**Source extract**
● ● ● ● ●

Ladies of Washington Corners (now Irvington) held a combined Fair and Festival in 1880. They sold fancy articles they had made and then presented a program of music and recitations. Later in the evening they cleared the floor for dancing.

Washington College was opened at Washington Corners (now Irvington) in 1872 by an invitation ball attended by over 100 couples from all parts of the county. Offerings of this new school increased educational opportunities for students of the college and changed the social scene of the area. Teachers and students of Curtner Seminary continued their special events with this difference; students were all girls who put on dramatics, literary and musical exercises for community members. Schools and churches had programs and exhibitions by their students, but the college presented a variety and sophistication that made Irvington a cultural center.

The first important baseball match in Alameda County was held in 1866. A team was formed at Washington College soon after it opened, and they challenged fans to form a team and play them. The college boys beat a Sunol team by 52 tallies in an 1875 contest. All local towns eventually had teams at times, providing recreation and entertainment for many.

An editor wrote that "next to a fire, nothing causes more excitement than a wedding." They were often the most exciting social event of the year. Weddings were held in churches, homes, halls, or gardens accompanied by food, music, games or dancing. When the citizens of Irvington saw Mr. Powell in his buggy with a ladies hat and dress, they assumed he was getting married so they rounded up a band and serenaded him. Alas, it was all a hoax, but they turned the joke into a party for all.

The local paper sometimes printed the names of the people who gave presents at a wedding along with a description of the gift, presumably so readers could determine the value of the gift. Would that make you think twice about how valuable a gift to give?

Progressive parties were always popular. Julia Rix gave a Progressive Angling Party in March, 1889 that was termed the social event of the season. Her front parlor was set up for card games, the family room for angling tables and the rear parlor for a fishing game and dominoes.

● ● ● ● ●

**Dataset section**

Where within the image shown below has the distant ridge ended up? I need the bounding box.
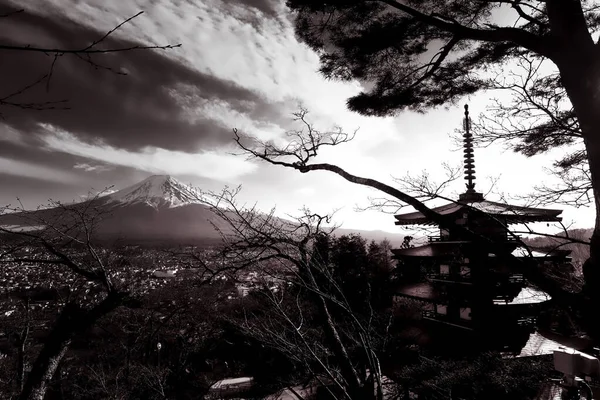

● ● ● ● ●

Transcribe the passage on early social life in Washington Corners word for word, between "Ladies of Washington" and "a cultural center.", inclusive.

Ladies of Washington Corners (now Irvington) held a combined Fair and Festival in 1880. They sold fancy articles they had made and then presented a program of music and recitations. Later in the evening they cleared the floor for dancing.

Washington College was opened at Washington Corners (now Irvington) in 1872 by an invitation ball attended by over 100 couples from all parts of the county. Offerings of this new school increased educational opportunities for students of the college and changed the social scene of the area. Teachers and students of Curtner Seminary continued their special events with this difference; students were all girls who put on dramatics, literary and musical exercises for community members. Schools and churches had programs and exhibitions by their students, but the college presented a variety and sophistication that made Irvington a cultural center.